Another presentation will feature MillenniumDB, a new search engine model and system for graph databases that has already proven to be two to ten times faster than other systems currently in use (such as Amazon’s or Neo4j’s). This innovation involves 14 researchers and engineers, led by Domagoj Vrgoč and Carlos Rojas (Universidad Católica de Chile, IMFD).

Aidan Hogan (Universidad de Chile, IMFD) and Domagoj Vrgoč (Universidad Católica de Chile, IMFD) will lead a tutorial on how to query large-scale graph databases.

REmatch, a tool capable of extracting information from a pattern in text documents, will also be presented at SIGMOD/PODS. REmatch was developed by Cristian Riveros”>Cristian Riveros and Domagoj Vrgoč, along with Vicente Calisto, Gustavo Toro, and Nicolás Van Sint Jan, all from the Universidad Católica de Chile and IMFD, and Kyle Bossonney (University of Oxford).


In the history of SIGMOD/PODS, several advancements have been discussed that are now essential for online commerce, search engines, social media, and even artificial intelligence. These findings have been so crucial that, in its five decades, four scientists have received the Turing Award, also known as the Nobel of Computer Science.

### Supplied records
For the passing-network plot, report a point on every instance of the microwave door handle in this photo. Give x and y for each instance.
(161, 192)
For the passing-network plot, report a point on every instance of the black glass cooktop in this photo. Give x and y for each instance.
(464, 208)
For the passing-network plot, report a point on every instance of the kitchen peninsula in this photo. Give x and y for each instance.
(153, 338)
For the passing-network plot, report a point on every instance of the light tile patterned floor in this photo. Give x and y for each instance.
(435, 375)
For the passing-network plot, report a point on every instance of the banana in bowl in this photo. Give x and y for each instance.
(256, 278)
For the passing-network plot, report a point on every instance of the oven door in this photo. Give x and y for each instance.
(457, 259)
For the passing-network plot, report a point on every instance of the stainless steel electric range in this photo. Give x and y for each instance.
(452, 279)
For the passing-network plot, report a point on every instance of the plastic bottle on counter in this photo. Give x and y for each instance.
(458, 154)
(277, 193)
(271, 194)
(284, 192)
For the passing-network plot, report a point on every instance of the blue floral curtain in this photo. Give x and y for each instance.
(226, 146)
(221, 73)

### Exercise aim
Reproduce the SIGMOD/PODS passage above word for word, from start to finish.

### Exercise response
Another presentation will feature MillenniumDB, a new search engine model and system for graph databases that has already proven to be two to ten times faster than other systems currently in use (such as Amazon’s or Neo4j’s). This innovation involves 14 researchers and engineers, led by Domagoj Vrgoč and Carlos Rojas (Universidad Católica de Chile, IMFD).

Aidan Hogan (Universidad de Chile, IMFD) and Domagoj Vrgoč (Universidad Católica de Chile, IMFD) will lead a tutorial on how to query large-scale graph databases.

REmatch, a tool capable of extracting information from a pattern in text documents, will also be presented at SIGMOD/PODS. REmatch was developed by Cristian Riveros”>Cristian Riveros and Domagoj Vrgoč, along with Vicente Calisto, Gustavo Toro, and Nicolás Van Sint Jan, all from the Universidad Católica de Chile and IMFD, and Kyle Bossonney (University of Oxford).


In the history of SIGMOD/PODS, several advancements have been discussed that are now essential for online commerce, search engines, social media, and even artificial intelligence. These findings have been so crucial that, in its five decades, four scientists have received the Turing Award, also known as the Nobel of Computer Science.